• TASK A: In the Florida trip post, how much did the hotel cost per night?
• TASK B: Please reproduce the Florida trip post verbatim between "On Saturday, we" and "him something fierce.", inclusive.

• QUOTED TEXT:
++++++
Destin-ation Flori-cation

Monday, May 11, 2009

On Friday afternoon, Slappy and I departed for the beautiful white sand shores of Florida. We stopped and had dinner at Cracker Barrel (which is seriously one of my favorite restaurants, by the way) and got in to our hotel (which was of the utmost quality at 68 dollars a night) around 9. We lounged and crashed for the evening.

On Saturday, we went to the beach. Now, I LOVE with great passion, the beach. I love the sounds, the smells the entire experience. I love love love it.

My husband? Does not so much. He likes the ocean, he does not like the sun. And with great reason because the sun hates him something fierce.

So we had a quick fried seafood lunch, sunscreened ourselves and enjoyed the sun.

Later we went in the water, where a swimmer informed us that there were stingrays jumping in and out of the water. And then I died. But we stayed in the water any way. We also saw what I firmly believe was a baracuda, but what some other swimmer said was some normal fish thing. Whatever, it was ginormous and I'm pretty sure it had fangs. The rest of the beach saw my entire ass because my bathing suit bottoms are a little big and even more so when they're wet. It's like the Coppertone kid, only SO much less cute with my nearly 26 year old ass.

All told we were in the water for around an hour, and then I went and spent a little more time in the sun while Slappy sat in the shade (well, as it turned out, he sat with his body in the shade and arms in the sun because his hand ended up totally sunburned). We stayed a little while longer and then headed back to our craphole hotel.

By the time we got to dinner both Slappy and I were both showing signs of a sunburn despite our best sunscreening efforts. Apparently when Slappy sprayed down my back with sunscreen, he went side to side without quite covering my whole back, so I have a big Z shaped sunburn. It's cute.

We had a great (seafood!) dinner and then saw Star Trek, which was much better than I anticipated it being. Though, truth be told, I didn't expect it to even be tolerable because I mega-loathe science fiction, so really, it wouldn't have taken much.

Sunday we went to a water park, and much to our dismay, we ran out of sunscreen. Can you think of a better place to run out of sunscreen? I mean, usually you have to pay like 20 bucks for a 6 dollar bottle you could've gotten at the drug store. But yesterday? Yesterday we found a water park that did not sell sunscreen. Seriously. That has got to be the most oblivious money losing scheme ever. I mean really.
++++++
• DATA EXTRACT:

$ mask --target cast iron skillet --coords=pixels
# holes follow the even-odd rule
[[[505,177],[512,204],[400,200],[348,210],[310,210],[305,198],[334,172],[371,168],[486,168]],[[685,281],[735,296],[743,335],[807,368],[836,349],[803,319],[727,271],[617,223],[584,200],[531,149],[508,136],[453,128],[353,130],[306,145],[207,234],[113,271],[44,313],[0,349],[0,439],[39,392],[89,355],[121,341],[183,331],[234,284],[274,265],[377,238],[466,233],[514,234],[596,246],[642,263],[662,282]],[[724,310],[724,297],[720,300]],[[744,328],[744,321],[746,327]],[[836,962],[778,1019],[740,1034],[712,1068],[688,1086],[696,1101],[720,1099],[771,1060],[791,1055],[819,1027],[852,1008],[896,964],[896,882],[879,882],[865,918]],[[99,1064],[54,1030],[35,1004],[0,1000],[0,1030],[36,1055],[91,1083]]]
++++++
• COMPLETE OUTPUT A: 68 dollars a night.

• COMPLETE OUTPUT B:
On Saturday, we went to the beach. Now, I LOVE with great passion, the beach. I love the sounds, the smells the entire experience. I love love love it.

My husband? Does not so much. He likes the ocean, he does not like the sun. And with great reason because the sun hates him something fierce.